List every line in the entries below that contains the word "cord", copying each such line in full.

**Input**
▶

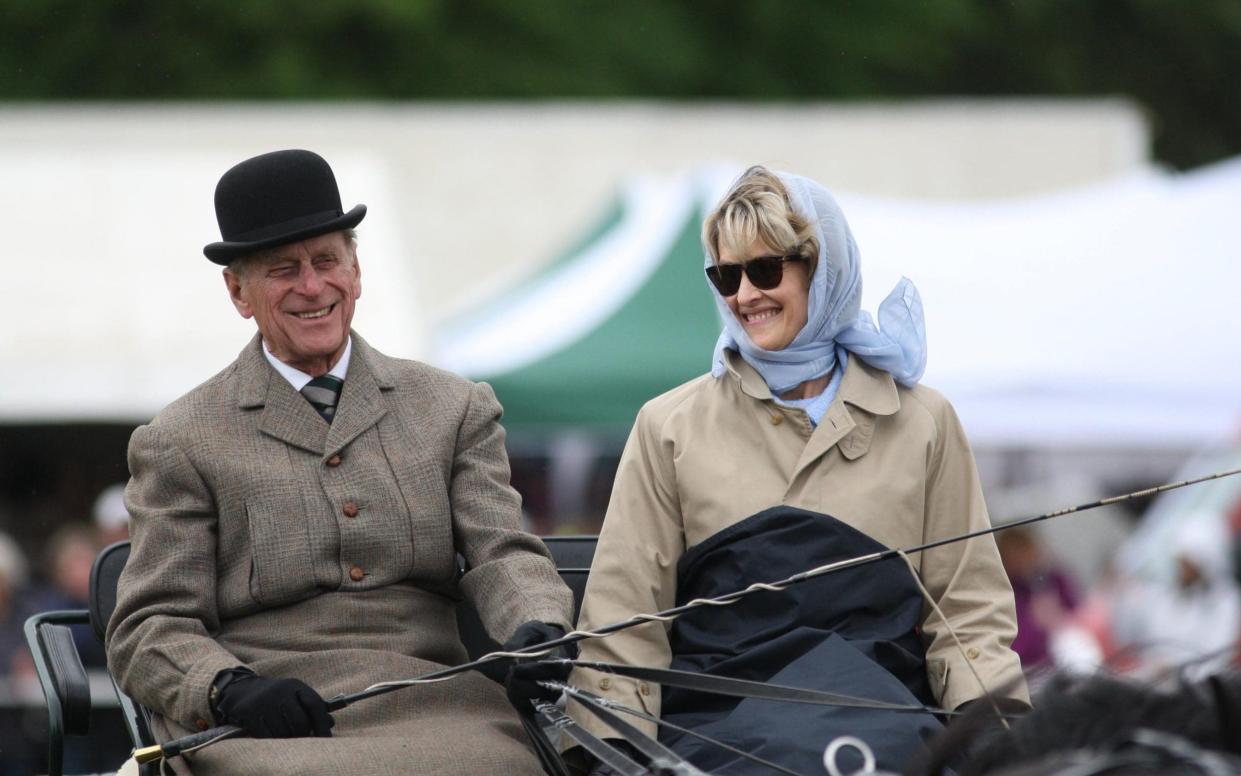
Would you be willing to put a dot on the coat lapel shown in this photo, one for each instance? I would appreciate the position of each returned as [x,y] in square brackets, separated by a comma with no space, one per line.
[289,417]
[286,414]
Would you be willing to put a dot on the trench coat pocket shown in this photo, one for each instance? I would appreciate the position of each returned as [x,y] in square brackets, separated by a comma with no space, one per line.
[281,564]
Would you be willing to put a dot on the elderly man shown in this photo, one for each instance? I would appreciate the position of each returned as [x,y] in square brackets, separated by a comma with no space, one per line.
[297,520]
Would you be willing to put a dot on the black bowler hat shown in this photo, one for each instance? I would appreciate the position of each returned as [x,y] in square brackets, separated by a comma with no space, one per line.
[276,199]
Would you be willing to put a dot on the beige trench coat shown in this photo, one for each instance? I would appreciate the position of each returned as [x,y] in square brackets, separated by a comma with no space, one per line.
[889,461]
[263,536]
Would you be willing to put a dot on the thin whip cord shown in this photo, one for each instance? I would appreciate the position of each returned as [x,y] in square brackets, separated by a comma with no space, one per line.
[665,616]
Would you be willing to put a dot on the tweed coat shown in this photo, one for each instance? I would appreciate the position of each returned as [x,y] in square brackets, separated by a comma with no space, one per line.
[263,536]
[889,461]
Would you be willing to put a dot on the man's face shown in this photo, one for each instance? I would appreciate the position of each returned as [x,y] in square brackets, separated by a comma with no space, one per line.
[302,297]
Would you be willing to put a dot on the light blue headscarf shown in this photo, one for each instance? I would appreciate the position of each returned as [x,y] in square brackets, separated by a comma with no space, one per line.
[835,322]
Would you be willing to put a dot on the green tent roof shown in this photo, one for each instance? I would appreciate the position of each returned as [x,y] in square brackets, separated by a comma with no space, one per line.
[586,342]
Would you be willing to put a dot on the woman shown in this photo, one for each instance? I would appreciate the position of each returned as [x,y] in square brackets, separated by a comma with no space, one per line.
[809,441]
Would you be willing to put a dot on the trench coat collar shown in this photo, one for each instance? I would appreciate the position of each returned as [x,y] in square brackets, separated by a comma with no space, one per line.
[871,391]
[861,386]
[288,416]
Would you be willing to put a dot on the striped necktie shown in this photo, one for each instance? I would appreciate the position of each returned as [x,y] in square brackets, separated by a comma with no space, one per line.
[322,392]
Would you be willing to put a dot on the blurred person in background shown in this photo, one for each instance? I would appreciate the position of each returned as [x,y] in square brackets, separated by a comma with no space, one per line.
[1189,623]
[14,657]
[295,524]
[1046,601]
[809,441]
[111,517]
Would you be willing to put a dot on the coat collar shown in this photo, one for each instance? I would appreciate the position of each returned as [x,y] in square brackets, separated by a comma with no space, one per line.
[288,416]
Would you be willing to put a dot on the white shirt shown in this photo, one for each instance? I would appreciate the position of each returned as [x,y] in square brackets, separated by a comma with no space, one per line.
[297,378]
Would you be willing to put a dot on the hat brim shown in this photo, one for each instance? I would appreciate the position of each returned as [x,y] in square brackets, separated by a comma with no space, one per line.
[225,252]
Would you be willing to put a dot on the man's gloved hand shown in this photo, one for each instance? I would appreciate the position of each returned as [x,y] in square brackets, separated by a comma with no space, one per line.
[269,708]
[521,678]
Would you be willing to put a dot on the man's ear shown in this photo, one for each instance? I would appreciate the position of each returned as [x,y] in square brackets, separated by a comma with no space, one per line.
[233,282]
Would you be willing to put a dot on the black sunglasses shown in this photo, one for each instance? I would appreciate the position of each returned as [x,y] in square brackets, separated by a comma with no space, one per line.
[765,273]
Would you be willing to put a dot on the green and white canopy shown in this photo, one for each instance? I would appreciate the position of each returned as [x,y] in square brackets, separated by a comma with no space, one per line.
[616,320]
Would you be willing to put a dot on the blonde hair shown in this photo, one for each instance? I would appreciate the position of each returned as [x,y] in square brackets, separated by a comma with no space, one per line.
[757,207]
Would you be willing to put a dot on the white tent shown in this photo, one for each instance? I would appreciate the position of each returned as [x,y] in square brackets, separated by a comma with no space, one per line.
[1098,318]
[1105,317]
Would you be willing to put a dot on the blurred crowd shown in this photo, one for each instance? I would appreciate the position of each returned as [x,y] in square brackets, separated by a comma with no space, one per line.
[57,577]
[1179,618]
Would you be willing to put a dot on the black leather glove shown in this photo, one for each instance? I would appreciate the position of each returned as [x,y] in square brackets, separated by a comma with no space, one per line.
[269,708]
[521,678]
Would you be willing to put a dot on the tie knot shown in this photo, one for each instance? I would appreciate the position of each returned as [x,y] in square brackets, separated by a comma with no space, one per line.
[323,392]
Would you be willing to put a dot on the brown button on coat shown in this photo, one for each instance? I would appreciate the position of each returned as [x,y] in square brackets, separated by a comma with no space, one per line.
[241,556]
[892,462]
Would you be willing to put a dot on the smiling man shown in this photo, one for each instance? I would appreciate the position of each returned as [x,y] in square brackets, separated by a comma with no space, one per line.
[297,520]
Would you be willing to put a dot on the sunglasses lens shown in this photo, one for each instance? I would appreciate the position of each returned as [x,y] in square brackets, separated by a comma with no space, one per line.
[765,272]
[726,278]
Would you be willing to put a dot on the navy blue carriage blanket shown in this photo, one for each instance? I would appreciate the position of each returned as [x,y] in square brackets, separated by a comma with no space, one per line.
[853,632]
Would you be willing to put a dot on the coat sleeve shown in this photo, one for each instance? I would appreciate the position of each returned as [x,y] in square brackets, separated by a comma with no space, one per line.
[634,571]
[966,579]
[160,646]
[511,577]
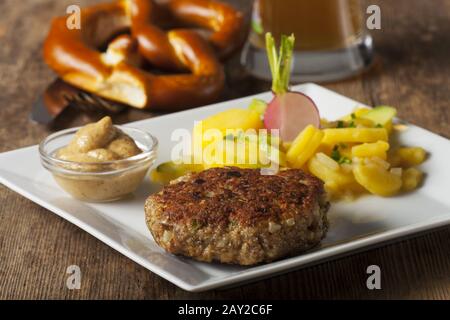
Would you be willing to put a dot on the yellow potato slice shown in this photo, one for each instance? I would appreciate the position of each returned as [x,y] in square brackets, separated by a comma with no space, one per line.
[334,136]
[304,146]
[367,150]
[377,179]
[233,119]
[329,171]
[408,157]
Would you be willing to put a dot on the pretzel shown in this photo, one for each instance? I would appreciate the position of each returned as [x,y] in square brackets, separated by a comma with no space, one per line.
[118,73]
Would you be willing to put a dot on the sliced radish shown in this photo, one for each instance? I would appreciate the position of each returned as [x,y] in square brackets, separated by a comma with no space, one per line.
[291,112]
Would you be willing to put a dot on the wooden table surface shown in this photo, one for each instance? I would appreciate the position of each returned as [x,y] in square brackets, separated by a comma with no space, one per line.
[411,72]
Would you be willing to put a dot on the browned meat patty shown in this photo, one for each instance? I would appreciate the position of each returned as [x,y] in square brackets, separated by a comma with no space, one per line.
[239,216]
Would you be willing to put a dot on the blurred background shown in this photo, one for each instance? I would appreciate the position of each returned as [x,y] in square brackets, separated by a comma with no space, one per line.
[410,65]
[410,70]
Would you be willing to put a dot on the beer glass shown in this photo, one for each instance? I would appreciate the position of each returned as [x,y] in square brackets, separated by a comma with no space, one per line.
[331,38]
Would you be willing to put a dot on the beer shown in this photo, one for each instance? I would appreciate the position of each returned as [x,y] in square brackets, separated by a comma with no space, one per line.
[317,24]
[331,41]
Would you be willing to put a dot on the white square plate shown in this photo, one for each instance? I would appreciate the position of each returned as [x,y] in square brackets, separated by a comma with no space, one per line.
[367,222]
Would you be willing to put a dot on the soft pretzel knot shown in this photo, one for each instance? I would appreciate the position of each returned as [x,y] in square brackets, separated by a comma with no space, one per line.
[138,42]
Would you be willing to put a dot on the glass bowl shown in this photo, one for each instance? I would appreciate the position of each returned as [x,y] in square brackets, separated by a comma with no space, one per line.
[99,181]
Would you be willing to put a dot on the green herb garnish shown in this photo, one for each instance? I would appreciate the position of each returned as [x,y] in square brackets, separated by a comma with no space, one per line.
[280,62]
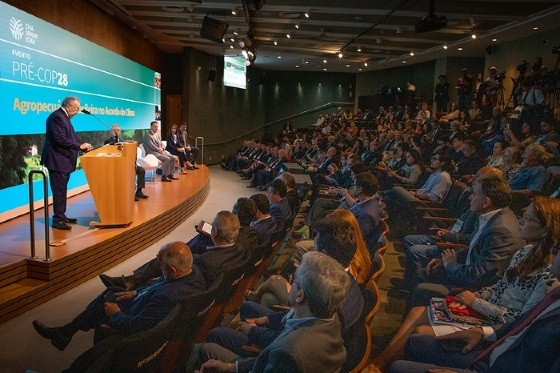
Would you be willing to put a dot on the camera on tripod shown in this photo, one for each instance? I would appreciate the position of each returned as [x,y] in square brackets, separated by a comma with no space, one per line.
[522,67]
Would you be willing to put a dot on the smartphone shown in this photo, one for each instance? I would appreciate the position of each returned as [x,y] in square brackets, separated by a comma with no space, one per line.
[110,297]
[453,344]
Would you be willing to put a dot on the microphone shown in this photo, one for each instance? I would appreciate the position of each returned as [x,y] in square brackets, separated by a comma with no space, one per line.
[96,117]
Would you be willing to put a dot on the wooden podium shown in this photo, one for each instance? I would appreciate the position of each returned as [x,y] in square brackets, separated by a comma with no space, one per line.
[111,171]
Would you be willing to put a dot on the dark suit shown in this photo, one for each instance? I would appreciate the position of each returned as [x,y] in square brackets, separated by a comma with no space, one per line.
[59,156]
[281,212]
[264,228]
[151,305]
[534,350]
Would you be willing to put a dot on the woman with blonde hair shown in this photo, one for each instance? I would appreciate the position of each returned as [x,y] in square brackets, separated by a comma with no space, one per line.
[339,236]
[525,283]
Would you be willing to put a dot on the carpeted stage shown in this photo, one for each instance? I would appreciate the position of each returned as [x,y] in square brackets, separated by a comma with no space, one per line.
[25,283]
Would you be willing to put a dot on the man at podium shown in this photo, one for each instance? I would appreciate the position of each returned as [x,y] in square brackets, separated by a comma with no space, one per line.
[59,156]
[140,172]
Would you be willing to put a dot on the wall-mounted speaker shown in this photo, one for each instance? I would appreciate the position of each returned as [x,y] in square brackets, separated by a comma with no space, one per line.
[213,29]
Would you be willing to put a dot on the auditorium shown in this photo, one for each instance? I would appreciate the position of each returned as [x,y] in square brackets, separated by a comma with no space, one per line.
[279,186]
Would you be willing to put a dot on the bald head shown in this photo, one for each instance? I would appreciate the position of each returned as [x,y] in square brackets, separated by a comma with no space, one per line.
[175,259]
[489,171]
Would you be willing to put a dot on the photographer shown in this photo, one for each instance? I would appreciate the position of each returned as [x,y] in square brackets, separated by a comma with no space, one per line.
[493,85]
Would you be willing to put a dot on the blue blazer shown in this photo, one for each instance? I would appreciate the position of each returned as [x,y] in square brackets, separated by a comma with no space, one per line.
[61,144]
[154,302]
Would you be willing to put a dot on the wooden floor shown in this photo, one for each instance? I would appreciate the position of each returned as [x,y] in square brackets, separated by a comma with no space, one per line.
[86,252]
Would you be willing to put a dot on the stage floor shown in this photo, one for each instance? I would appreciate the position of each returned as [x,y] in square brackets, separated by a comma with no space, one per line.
[15,234]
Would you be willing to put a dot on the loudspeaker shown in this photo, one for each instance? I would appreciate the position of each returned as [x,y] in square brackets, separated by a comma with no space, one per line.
[211,75]
[214,30]
[491,49]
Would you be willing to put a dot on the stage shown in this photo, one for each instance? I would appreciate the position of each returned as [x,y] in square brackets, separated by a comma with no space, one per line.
[87,252]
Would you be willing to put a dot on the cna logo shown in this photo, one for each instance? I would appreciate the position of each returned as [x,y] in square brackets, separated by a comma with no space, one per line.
[16,27]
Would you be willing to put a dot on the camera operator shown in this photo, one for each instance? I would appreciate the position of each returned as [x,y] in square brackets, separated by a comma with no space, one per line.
[493,85]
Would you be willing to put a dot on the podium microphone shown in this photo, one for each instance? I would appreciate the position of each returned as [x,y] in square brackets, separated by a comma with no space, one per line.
[96,117]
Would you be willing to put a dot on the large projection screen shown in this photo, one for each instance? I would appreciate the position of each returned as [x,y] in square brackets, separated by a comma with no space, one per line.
[40,64]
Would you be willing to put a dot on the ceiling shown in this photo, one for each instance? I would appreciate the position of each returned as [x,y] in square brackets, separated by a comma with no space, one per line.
[383,30]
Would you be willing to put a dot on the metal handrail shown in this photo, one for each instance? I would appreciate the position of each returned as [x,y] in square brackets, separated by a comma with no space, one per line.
[32,214]
[308,111]
[201,149]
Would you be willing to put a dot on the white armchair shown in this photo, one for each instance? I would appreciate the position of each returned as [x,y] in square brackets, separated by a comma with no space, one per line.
[147,162]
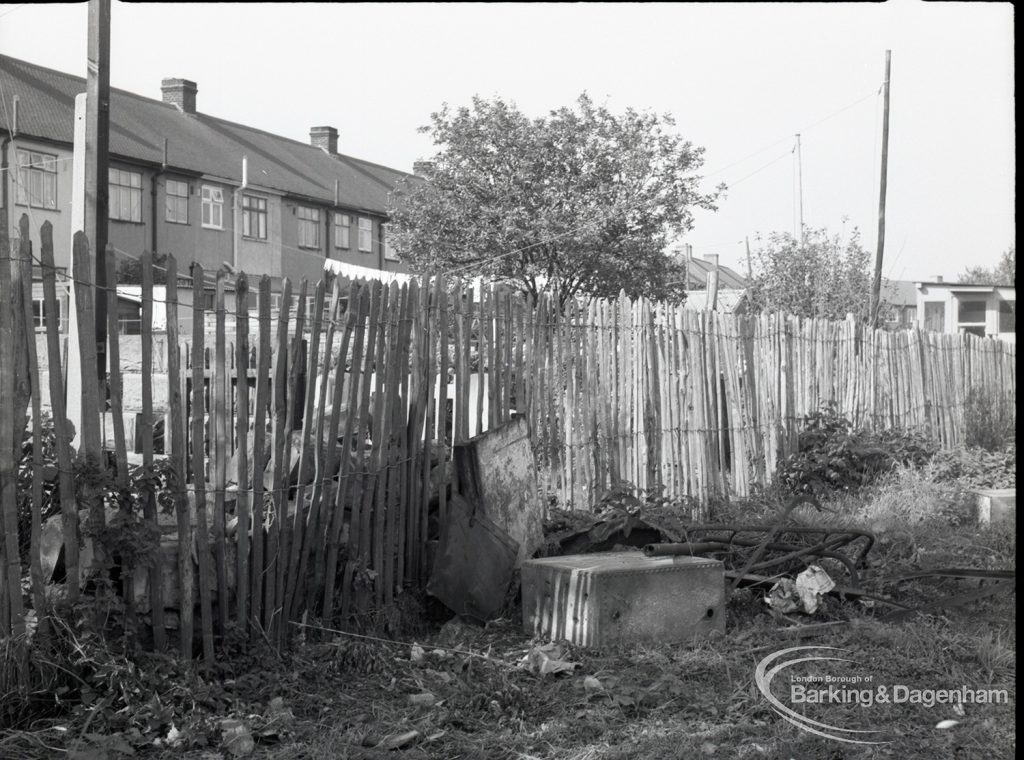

◀

**Exercise result**
Would you be willing to put a dot on the thin whip cord shown in this photo, one for each instance? I would appreciate the position of each returned as [x,y] in square brackets, separated by a comma with no space, one per line.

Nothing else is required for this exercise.